## Activity
Each entry needs to be reproduced verbatim.

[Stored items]

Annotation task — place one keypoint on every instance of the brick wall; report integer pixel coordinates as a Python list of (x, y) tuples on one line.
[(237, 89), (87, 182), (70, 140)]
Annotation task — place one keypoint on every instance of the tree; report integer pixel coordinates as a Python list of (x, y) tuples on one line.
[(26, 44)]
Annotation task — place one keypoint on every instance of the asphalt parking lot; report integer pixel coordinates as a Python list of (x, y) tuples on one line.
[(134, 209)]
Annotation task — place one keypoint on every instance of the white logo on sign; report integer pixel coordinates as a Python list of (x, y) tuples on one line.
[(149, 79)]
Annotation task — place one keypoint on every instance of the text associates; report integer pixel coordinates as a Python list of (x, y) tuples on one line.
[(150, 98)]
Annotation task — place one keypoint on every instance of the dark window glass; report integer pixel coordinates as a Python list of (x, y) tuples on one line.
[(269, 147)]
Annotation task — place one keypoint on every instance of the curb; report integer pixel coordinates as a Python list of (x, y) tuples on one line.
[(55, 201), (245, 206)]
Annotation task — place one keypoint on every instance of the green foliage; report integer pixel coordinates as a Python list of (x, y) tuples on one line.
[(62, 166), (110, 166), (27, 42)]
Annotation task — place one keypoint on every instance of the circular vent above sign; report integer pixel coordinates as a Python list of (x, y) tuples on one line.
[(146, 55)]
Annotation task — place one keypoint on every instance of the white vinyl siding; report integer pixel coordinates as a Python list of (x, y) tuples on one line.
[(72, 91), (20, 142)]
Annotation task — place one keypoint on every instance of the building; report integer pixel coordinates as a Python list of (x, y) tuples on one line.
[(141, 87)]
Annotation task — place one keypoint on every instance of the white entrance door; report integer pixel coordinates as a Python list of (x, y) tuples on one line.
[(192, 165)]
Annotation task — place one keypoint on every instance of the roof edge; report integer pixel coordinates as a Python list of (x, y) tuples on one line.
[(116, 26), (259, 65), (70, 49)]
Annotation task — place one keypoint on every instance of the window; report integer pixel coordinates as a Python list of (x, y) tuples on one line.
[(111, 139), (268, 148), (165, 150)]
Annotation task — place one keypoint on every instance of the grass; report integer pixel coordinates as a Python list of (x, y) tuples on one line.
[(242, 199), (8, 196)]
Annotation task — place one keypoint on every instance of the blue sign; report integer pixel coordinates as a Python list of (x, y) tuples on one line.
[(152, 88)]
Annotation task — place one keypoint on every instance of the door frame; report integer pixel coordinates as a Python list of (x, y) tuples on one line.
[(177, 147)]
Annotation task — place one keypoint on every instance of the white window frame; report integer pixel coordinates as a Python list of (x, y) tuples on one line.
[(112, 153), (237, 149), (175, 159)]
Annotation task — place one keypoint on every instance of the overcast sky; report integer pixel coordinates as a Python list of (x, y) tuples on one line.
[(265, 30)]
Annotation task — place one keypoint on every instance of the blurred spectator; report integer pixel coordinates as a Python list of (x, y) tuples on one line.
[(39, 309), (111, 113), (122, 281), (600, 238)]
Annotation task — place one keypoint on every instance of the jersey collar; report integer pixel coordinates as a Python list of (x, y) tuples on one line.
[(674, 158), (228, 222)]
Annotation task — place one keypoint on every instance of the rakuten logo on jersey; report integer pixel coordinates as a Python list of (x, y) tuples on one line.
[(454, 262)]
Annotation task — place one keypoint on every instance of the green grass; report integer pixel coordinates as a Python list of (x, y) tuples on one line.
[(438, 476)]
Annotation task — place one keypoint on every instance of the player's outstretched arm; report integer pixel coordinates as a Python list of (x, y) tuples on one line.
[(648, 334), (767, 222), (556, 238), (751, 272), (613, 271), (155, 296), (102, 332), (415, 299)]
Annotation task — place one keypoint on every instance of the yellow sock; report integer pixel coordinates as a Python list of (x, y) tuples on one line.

## Response area
Annotation task — place one keypoint on every instance of the brick wall; report integer pixel coordinates as a Python list of (x, y) tuples on one line.
[(237, 89), (87, 182), (70, 140)]
Annotation task — place one keypoint on every instance of the tree; report integer pixel coordinates as a Python list of (x, y) tuples on one line.
[(26, 44)]
Annotation task — place one keypoint on every instance of the asphalt parking lot; report integer pixel coordinates as a Python list of (x, y) tuples on one line.
[(134, 209)]
Annotation task — place one keypoint on every instance of the white logo on sign; report integer pixel coordinates as a Python list of (x, y) tuples on one line.
[(149, 79)]
Annotation task — place one keypoint on every instance of the text associates; report integer pixel coordinates as a Python list of (x, y) tuples on one line.
[(150, 98)]
Annotation task — place one keypoint on every instance of the dark window glass; report integer pixel coordinates as a Python list of (x, y) tuples on one line.
[(269, 147)]
Annotation task — place one keypoint on every instance of the curb; report integer pixel coordinates as a Python list of (x, y) tuples on one line.
[(55, 201), (245, 206)]
Annotation task — place one keypoint on every instance of the green foliage; report integer pixel coordinates as a Python list of (x, y) tuples on one line.
[(62, 166), (110, 166), (27, 42)]
Annotation task — place one keypoint on every instance of the circular vent above sign; report integer pixel coordinates as a Python list of (x, y) tuples on one line.
[(146, 55)]
Annotation task — place one keypoint on every instance of the white vinyl siding; report integer pixel coordinates as a Python list of (x, y) tuples on one line.
[(72, 91), (20, 142)]
Annotation task — place one keypoint on every instance of the building; report integer pixel coordinates as a Python list of (x, y) tuples on one line.
[(141, 87)]
Annotation task — place one keypoint on every instance of the white entrance door; report integer pixel coordinates as a Python list of (x, y) tuples on one line.
[(192, 165)]
Annotation task — place one keypoint on every instance of the roof edge; report integer pixel coordinates as a Python list of (x, y) tuples on one line.
[(116, 26), (259, 65), (70, 49)]
Annotation task — place one keypoint on every instance of the window; report integer pixel coordinates as a Python list of (x, y) tuples on one line.
[(111, 139), (268, 148), (165, 150)]
Annotation task — place one keypoint on every instance of the grass; report integer pixel coordinates as a Python list of (x, y) tuples on one line.
[(242, 199), (8, 196)]
Annotation task — place one keypoint on every instance of the blue sign; report integer pixel coordinates as a Python list of (x, y) tuples on one line.
[(152, 88)]
Annotation task — place one keypoint on every instance of the door frame; report integer pixel coordinates as a Python list of (x, y) tuples on one line.
[(177, 147)]
Annotation task — place one keypoint on every instance of the white window frame; report integer pixel coordinates as a Python list of (x, y) tuples on one line.
[(112, 153), (237, 149), (175, 159)]
Annotation task — place one keypoint on every instance of the overcast sky; report integer pixel coordinates as a Python list of (x, y) tuples on one line.
[(265, 30)]
Annotation task — place one keypoint on every instance of the blurred spectator; report integer pixel coordinates as a Python list of (x, y) tuples on one line.
[(39, 309), (111, 113), (122, 281), (600, 238)]
Annotation task — place one keypoint on every instance of the jersey collar; report integer pixel coordinates as a Python list of (x, y) tuples on one line.
[(674, 158), (228, 222)]
Annotation task — place one keypoint on every instance of the rakuten logo on jersey; report integer pixel coordinates as a Python list of (x, y) tuples on one line.
[(454, 262)]
Annotation task — place one keypoint on every instance of the green grass; report integer pixel coordinates as a Python list of (x, y) tuples on one line.
[(438, 476)]
Annotation task — place one keypoint on every instance of the player's outstretched arm; report integer pixel coordinates as a Python list of (x, y) tuples on one line.
[(648, 334), (767, 222), (556, 238), (751, 272), (613, 271), (155, 296), (102, 332), (415, 299)]
Annotation task — place one keypoint on every instance of the yellow sock; report integer pixel coordinates as a Python list of (x, y) tuples on one line.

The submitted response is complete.